(INPUT RECORDS)

■ ■ ■ ■ ■ ■ ■

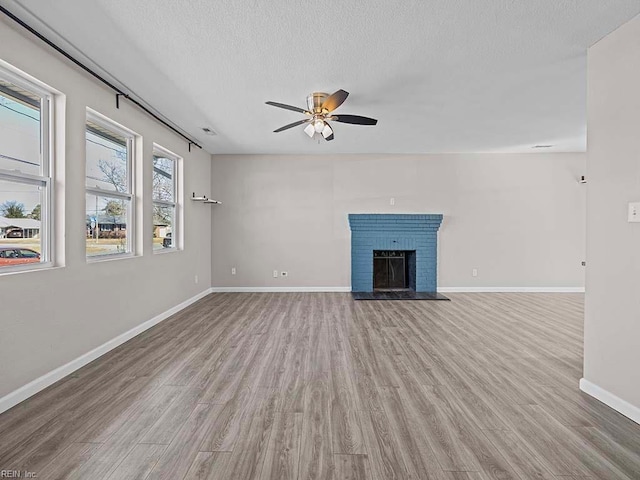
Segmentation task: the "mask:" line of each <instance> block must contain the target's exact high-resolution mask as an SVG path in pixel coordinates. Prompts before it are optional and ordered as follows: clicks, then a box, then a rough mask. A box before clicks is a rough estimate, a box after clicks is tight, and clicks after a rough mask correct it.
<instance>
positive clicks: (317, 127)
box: [266, 90, 378, 141]
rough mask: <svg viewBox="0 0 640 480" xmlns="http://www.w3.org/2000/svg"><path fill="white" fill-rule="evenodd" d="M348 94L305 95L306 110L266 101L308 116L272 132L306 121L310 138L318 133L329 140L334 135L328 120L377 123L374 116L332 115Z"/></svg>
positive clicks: (342, 122) (346, 92) (335, 92)
mask: <svg viewBox="0 0 640 480" xmlns="http://www.w3.org/2000/svg"><path fill="white" fill-rule="evenodd" d="M348 96H349V92H347V91H345V90H338V91H337V92H334V93H332V94H331V95H329V94H328V93H324V92H313V93H312V94H310V95H309V96H308V97H307V110H304V109H302V108H299V107H294V106H293V105H287V104H285V103H278V102H266V104H267V105H271V106H273V107H278V108H284V109H285V110H291V111H293V112H298V113H303V114H305V115H306V116H307V117H308V118H306V119H304V120H298V121H297V122H293V123H290V124H288V125H285V126H284V127H280V128H278V129H276V130H274V133H279V132H282V131H284V130H288V129H290V128H293V127H297V126H298V125H303V124H305V123H306V124H307V125H306V126H305V127H304V133H306V134H307V135H309V137H310V138H314V137H315V136H316V135H319V136H322V138H324V139H325V140H327V141H331V140H333V138H334V137H333V129H332V128H331V125H330V124H329V121H333V122H341V123H350V124H352V125H375V124H377V123H378V120H376V119H375V118H369V117H362V116H360V115H332V114H331V112H333V111H334V110H335V109H336V108H338V107H339V106H340V105H342V104H343V103H344V101H345V100H346V99H347V97H348Z"/></svg>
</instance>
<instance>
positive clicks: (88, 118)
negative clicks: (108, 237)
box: [85, 107, 139, 263]
mask: <svg viewBox="0 0 640 480" xmlns="http://www.w3.org/2000/svg"><path fill="white" fill-rule="evenodd" d="M86 121H91V122H92V123H95V124H96V125H99V126H101V127H103V128H105V129H107V130H110V131H112V132H114V133H117V134H119V135H121V136H123V137H125V138H126V139H127V192H124V193H123V192H118V191H115V190H107V189H103V188H100V187H98V186H95V187H88V186H86V173H85V193H86V194H89V195H96V196H99V197H107V198H114V199H120V200H128V201H129V202H130V203H129V208H128V209H127V251H126V252H123V253H107V254H104V255H95V256H88V255H87V254H86V251H85V259H86V261H87V263H98V262H103V261H108V260H116V259H123V258H132V257H135V256H137V255H136V251H135V250H136V235H137V228H136V223H135V222H136V198H137V197H136V191H135V185H136V182H135V178H134V176H135V171H136V169H135V165H134V163H135V162H136V161H137V157H136V153H135V151H136V143H137V141H138V137H139V136H138V135H137V134H136V133H135V132H133V131H132V130H129V129H128V128H126V127H124V126H122V125H120V124H119V123H117V122H114V121H113V120H111V119H110V118H108V117H106V116H104V115H102V114H101V113H99V112H97V111H95V110H93V109H91V108H88V107H87V116H86ZM85 136H86V122H85ZM85 145H86V140H85ZM85 148H86V147H85ZM86 164H87V154H86V150H85V168H86ZM85 202H86V199H85ZM86 210H87V207H86V205H85V212H86Z"/></svg>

■ ■ ■ ■ ■ ■ ■

(ASSIGNED TASK)
Copy all the data exactly as written, but skip any picture.

(WRITTEN REPLY)
Segmentation task: the "mask:" line of each <instance> block must contain the target's exact high-resolution mask as an SVG path in pixel coordinates. Prompts before it are optional and ordered as follows: clicks, then a box, then a rough mask. A box before clicks is a rough estimate, a box after clicks is tight, and clicks after a rough mask correct it.
<instance>
positive clicks: (317, 127)
box: [266, 90, 378, 141]
rough mask: <svg viewBox="0 0 640 480" xmlns="http://www.w3.org/2000/svg"><path fill="white" fill-rule="evenodd" d="M348 94L305 95L306 110L266 101L308 116L272 132L306 121L310 138L318 133L329 140L334 135L328 120L377 123L374 116L332 115Z"/></svg>
positive clicks: (342, 122) (346, 92) (335, 92)
mask: <svg viewBox="0 0 640 480" xmlns="http://www.w3.org/2000/svg"><path fill="white" fill-rule="evenodd" d="M348 96H349V92H347V91H345V90H338V91H337V92H334V93H332V94H331V95H329V94H328V93H324V92H313V93H312V94H310V95H309V96H308V97H307V110H304V109H302V108H299V107H294V106H293V105H287V104H285V103H278V102H266V104H267V105H271V106H273V107H278V108H284V109H285V110H291V111H293V112H298V113H303V114H305V115H306V116H307V117H308V118H306V119H304V120H298V121H297V122H293V123H290V124H288V125H285V126H284V127H280V128H278V129H276V130H274V133H279V132H282V131H284V130H288V129H290V128H293V127H297V126H298V125H303V124H305V123H306V124H307V125H306V126H305V127H304V133H306V134H307V135H309V137H310V138H314V137H315V136H316V135H319V136H322V138H324V139H325V140H327V141H331V140H333V138H334V137H333V129H332V128H331V125H330V124H329V121H333V122H341V123H350V124H352V125H375V124H377V123H378V120H376V119H375V118H369V117H362V116H360V115H332V114H331V112H333V111H334V110H335V109H336V108H338V107H339V106H340V105H342V104H343V103H344V101H345V100H346V99H347V97H348Z"/></svg>
</instance>
<instance>
positive clicks: (88, 118)
negative clicks: (108, 237)
box: [85, 107, 139, 263]
mask: <svg viewBox="0 0 640 480" xmlns="http://www.w3.org/2000/svg"><path fill="white" fill-rule="evenodd" d="M86 121H91V122H92V123H95V124H96V125H99V126H101V127H103V128H105V129H107V130H110V131H112V132H114V133H117V134H119V135H121V136H123V137H125V138H126V139H127V192H124V193H123V192H118V191H115V190H107V189H103V188H100V187H98V186H95V187H88V186H86V173H85V193H86V194H89V195H96V196H99V197H107V198H114V199H120V200H128V201H129V202H130V203H129V208H128V209H127V251H126V252H123V253H107V254H104V255H95V256H88V255H87V254H86V251H85V259H86V261H87V263H98V262H103V261H108V260H116V259H123V258H132V257H135V256H137V255H136V251H135V250H136V235H137V228H136V223H135V222H136V198H137V197H136V191H135V185H136V182H135V178H134V176H135V171H136V169H135V165H134V163H135V162H136V161H137V157H136V153H135V151H136V143H137V141H138V137H139V136H138V135H137V134H136V133H135V132H133V131H132V130H129V129H128V128H126V127H124V126H122V125H120V124H119V123H117V122H114V121H113V120H111V119H110V118H108V117H106V116H104V115H102V114H101V113H99V112H97V111H95V110H93V109H91V108H88V107H87V116H86ZM85 136H86V122H85ZM85 145H86V140H85ZM85 148H86V147H85ZM86 164H87V154H86V150H85V168H86ZM85 202H86V199H85ZM86 210H87V207H86V205H85V212H86Z"/></svg>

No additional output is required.